(Recorded data)
--------
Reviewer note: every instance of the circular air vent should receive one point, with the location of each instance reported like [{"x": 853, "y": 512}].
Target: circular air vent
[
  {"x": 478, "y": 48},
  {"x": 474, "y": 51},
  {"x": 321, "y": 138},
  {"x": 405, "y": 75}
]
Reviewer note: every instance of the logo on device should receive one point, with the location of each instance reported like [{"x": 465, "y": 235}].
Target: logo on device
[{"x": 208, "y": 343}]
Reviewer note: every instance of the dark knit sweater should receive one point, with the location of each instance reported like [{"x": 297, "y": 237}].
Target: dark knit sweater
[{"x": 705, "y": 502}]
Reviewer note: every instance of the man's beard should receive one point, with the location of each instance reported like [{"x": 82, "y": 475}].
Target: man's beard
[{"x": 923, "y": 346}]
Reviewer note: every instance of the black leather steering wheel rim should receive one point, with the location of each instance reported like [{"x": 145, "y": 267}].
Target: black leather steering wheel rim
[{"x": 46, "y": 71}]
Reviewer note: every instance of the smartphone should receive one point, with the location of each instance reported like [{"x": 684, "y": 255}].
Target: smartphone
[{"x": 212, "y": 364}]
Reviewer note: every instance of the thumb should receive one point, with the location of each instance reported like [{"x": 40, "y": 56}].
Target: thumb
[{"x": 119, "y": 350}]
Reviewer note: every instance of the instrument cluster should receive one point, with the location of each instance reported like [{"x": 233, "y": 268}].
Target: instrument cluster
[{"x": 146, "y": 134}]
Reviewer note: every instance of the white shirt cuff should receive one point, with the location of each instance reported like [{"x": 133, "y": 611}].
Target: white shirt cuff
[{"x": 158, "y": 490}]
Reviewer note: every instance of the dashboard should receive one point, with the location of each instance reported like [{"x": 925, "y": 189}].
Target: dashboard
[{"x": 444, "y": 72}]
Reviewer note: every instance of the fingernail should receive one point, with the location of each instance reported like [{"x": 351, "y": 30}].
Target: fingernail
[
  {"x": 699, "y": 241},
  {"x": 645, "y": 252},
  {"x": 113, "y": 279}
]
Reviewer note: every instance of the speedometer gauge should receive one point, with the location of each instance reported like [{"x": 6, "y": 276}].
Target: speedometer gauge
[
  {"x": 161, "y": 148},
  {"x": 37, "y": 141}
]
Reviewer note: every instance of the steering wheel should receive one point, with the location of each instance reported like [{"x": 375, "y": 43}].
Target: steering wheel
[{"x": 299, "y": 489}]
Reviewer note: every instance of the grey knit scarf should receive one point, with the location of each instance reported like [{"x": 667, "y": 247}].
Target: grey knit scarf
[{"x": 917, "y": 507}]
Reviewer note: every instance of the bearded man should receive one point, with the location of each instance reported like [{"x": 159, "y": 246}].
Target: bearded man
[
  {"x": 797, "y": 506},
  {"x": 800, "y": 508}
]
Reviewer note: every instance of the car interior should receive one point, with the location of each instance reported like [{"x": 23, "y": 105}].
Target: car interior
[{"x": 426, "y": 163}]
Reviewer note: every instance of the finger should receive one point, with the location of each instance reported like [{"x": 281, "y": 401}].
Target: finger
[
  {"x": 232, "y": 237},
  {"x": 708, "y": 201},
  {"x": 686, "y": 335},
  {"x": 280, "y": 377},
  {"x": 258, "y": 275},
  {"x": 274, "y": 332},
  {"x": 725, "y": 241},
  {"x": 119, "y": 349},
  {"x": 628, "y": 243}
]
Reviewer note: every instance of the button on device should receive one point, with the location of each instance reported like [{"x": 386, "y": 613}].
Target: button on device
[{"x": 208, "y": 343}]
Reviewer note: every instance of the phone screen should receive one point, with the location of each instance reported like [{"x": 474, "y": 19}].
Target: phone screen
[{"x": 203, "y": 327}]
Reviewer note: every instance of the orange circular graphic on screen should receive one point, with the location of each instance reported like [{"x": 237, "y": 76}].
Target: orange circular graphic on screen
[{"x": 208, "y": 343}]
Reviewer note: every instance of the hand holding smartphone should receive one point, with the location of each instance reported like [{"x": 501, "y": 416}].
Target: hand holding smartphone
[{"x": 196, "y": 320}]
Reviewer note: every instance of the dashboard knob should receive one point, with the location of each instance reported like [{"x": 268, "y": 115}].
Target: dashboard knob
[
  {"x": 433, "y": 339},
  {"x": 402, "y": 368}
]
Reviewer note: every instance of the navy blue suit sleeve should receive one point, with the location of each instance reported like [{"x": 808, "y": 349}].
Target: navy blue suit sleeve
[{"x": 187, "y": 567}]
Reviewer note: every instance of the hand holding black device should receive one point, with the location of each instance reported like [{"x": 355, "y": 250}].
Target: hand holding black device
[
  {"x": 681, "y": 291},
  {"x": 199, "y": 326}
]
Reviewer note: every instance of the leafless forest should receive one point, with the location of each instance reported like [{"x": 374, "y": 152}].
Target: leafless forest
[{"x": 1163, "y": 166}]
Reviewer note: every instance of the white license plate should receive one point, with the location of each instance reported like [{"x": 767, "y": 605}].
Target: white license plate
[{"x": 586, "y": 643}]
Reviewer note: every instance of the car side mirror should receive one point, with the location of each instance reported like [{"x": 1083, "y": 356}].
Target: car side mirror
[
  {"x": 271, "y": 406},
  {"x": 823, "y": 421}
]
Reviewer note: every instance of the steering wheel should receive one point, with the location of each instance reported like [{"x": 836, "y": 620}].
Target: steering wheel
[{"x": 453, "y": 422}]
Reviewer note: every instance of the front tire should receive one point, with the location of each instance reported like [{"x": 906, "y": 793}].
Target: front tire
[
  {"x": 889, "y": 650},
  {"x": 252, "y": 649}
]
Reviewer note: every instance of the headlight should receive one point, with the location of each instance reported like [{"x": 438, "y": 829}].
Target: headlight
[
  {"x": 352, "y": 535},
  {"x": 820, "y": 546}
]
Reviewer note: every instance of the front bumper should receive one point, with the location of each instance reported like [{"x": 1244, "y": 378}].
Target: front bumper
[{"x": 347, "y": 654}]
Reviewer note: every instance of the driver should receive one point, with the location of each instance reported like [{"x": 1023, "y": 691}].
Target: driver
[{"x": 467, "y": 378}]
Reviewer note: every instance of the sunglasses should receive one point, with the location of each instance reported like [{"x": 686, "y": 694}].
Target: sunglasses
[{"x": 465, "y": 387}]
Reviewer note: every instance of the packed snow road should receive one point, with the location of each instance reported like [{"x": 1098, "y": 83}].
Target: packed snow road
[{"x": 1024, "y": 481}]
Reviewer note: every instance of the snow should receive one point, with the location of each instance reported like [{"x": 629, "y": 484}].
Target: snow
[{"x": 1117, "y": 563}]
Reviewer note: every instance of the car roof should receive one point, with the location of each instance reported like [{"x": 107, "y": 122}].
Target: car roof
--------
# What the task asks
Type out all of the material again, word for word.

# Task answer
Reviewer note: every instance of the circular air vent should receive one point, with the location of each instance reported like [{"x": 853, "y": 512}].
Target: circular air vent
[
  {"x": 478, "y": 48},
  {"x": 474, "y": 51},
  {"x": 321, "y": 138},
  {"x": 405, "y": 75}
]
Reviewer note: every instance of the logo on device should receive one point, with the location of each instance reported like [{"x": 465, "y": 235}].
Target: logo on device
[{"x": 208, "y": 343}]
Reviewer note: every instance of the dark knit sweater should receive one point, with the location of each instance reported like [{"x": 297, "y": 237}].
Target: dark knit sweater
[{"x": 705, "y": 502}]
Reviewer note: every instance of the man's beard should receive one point, with the location of each instance reported like [{"x": 82, "y": 475}].
Target: man's beard
[{"x": 923, "y": 346}]
Reviewer note: every instance of the black leather steering wheel rim should receive one point, with the location of each instance reported like [{"x": 145, "y": 267}].
Target: black leather steering wheel rim
[{"x": 46, "y": 71}]
Reviewer note: every instance of the smartphone should receive one point, with the location of each instance reported like [{"x": 684, "y": 255}].
Target: smartphone
[{"x": 212, "y": 364}]
Reviewer note: every instance of the thumb should receive one point, with the location of each instance reported like [{"x": 40, "y": 56}].
Target: thumb
[{"x": 119, "y": 350}]
Reviewer note: every instance of the instrument cluster should receive one point, with the location of each instance reported like [{"x": 233, "y": 268}].
Target: instrument cluster
[{"x": 146, "y": 134}]
Reviewer note: every instance of the white shirt cuff should receive one point, with the location of each instance reported like [{"x": 133, "y": 611}].
Target: white shirt cuff
[{"x": 158, "y": 490}]
Reviewer note: every instance of the dashboard should receive one point, with the location of each instance reported like [{"x": 925, "y": 189}].
Target: dashboard
[{"x": 444, "y": 72}]
Reviewer note: every instance of the fingernail should receive one point, with the location of each instance reported like [{"x": 351, "y": 30}].
Target: fingernail
[
  {"x": 699, "y": 241},
  {"x": 645, "y": 252},
  {"x": 113, "y": 279}
]
Reviewer note: every instance of the speedometer gauge should receive one point, with the location of each instance reported like [{"x": 6, "y": 276}].
Target: speedometer gauge
[
  {"x": 161, "y": 148},
  {"x": 37, "y": 141}
]
Reviewer note: every instance of the steering wheel should receive one point, with the location of each instance reported like [{"x": 375, "y": 43}].
Target: steering wheel
[{"x": 299, "y": 489}]
Reviewer note: every instance of the grey knit scarf should receive one point, with the location of each instance reported like [{"x": 667, "y": 247}].
Target: grey knit scarf
[{"x": 917, "y": 507}]
Reviewer note: every instance of the bearded man should receive one point, with the location of each instance reported like [{"x": 159, "y": 246}].
Target: bearded man
[
  {"x": 797, "y": 506},
  {"x": 800, "y": 508}
]
Reviewer note: every instance of the car interior should receive one point, with the location of each instance reported like [{"x": 23, "y": 105}].
Target: car interior
[{"x": 426, "y": 163}]
Reviewer note: every instance of the finger should receive one point, with the location of each instance reported like [{"x": 281, "y": 401}].
Target: finger
[
  {"x": 232, "y": 237},
  {"x": 708, "y": 201},
  {"x": 686, "y": 335},
  {"x": 280, "y": 377},
  {"x": 258, "y": 275},
  {"x": 274, "y": 332},
  {"x": 725, "y": 241},
  {"x": 119, "y": 349},
  {"x": 628, "y": 243}
]
Reviewer note: every instance of the button on device should receive one point, with the location of each instance reported like [{"x": 386, "y": 613}].
Target: button on device
[{"x": 208, "y": 343}]
Reviewer note: every instance of the phone screen should receive one point, with the location of each instance reported like [{"x": 474, "y": 19}].
Target: phone screen
[{"x": 203, "y": 327}]
Reviewer note: every instance of the orange circular graphic on screen should receive one point, with the location of each instance reported like [{"x": 237, "y": 76}].
Target: orange circular graphic on screen
[{"x": 208, "y": 343}]
Reviewer note: every instance of the hand holding smartphone should receive one point, with the location of each instance reported like [{"x": 501, "y": 416}].
Target: hand holding smartphone
[{"x": 196, "y": 320}]
Reviewer note: every instance of the dashboard knob should receive one point, with the location of each instance reported like [{"x": 268, "y": 115}].
Target: dashboard knob
[
  {"x": 433, "y": 339},
  {"x": 402, "y": 368}
]
Reviewer note: every instance of the navy blue suit sleeve should receive one point, with the location of each instance reported like [{"x": 808, "y": 349}].
Target: navy blue suit sleeve
[{"x": 187, "y": 567}]
Reviewer note: every instance of the hand holding black device should receive one point, with the location of each instance reported like [{"x": 355, "y": 250}].
Target: hand holding black device
[
  {"x": 681, "y": 291},
  {"x": 199, "y": 326}
]
Reviewer note: every instance of the leafless forest should receive one point, with the location of each instance reported like [{"x": 374, "y": 152}].
Target: leafless forest
[{"x": 1163, "y": 166}]
Reviewer note: every instance of the white license plate should receive one point, with the location of each instance reported like [{"x": 767, "y": 605}].
Target: white license plate
[{"x": 586, "y": 643}]
Reviewer note: every instance of the car side mirror should receive one point, with the location of each instance reported like [{"x": 1083, "y": 356}].
Target: car side mirror
[
  {"x": 271, "y": 406},
  {"x": 823, "y": 421}
]
Reviewer note: every instance of the steering wheel should receive one point, with the location of each instance reported like [{"x": 836, "y": 620}].
Target: steering wheel
[{"x": 453, "y": 422}]
Reviewer note: every instance of the front tire should receive one point, with the location of each instance reported like [{"x": 906, "y": 793}].
Target: front tire
[
  {"x": 889, "y": 650},
  {"x": 252, "y": 649}
]
Reviewer note: every instance of the headlight should receive one point, with the location of each instance reported like [{"x": 438, "y": 829}].
Target: headlight
[
  {"x": 352, "y": 535},
  {"x": 820, "y": 546}
]
Reviewer note: every instance of the front bumper should receive one point, with the location of each instance reported like [{"x": 1244, "y": 378}].
Target: front bumper
[{"x": 347, "y": 654}]
Reviewer note: every instance of the driver should receive one point, with the location of each instance reported like [{"x": 1023, "y": 691}].
Target: driver
[{"x": 467, "y": 378}]
Reviewer note: every instance of the sunglasses should receive one point, with the location of each instance reported like [{"x": 686, "y": 694}].
Target: sunglasses
[{"x": 465, "y": 387}]
Reviewer note: every instance of the packed snow road should receive one point, with the location of each instance reported like [{"x": 1098, "y": 83}].
Target: packed snow road
[{"x": 1024, "y": 481}]
Reviewer note: every instance of the snow should receive one point, with the location of each instance reported like [{"x": 629, "y": 484}].
Target: snow
[{"x": 1117, "y": 563}]
Reviewer note: every instance of the car roof should receive one point, with the location of each instance reported like [{"x": 107, "y": 122}].
Target: car roof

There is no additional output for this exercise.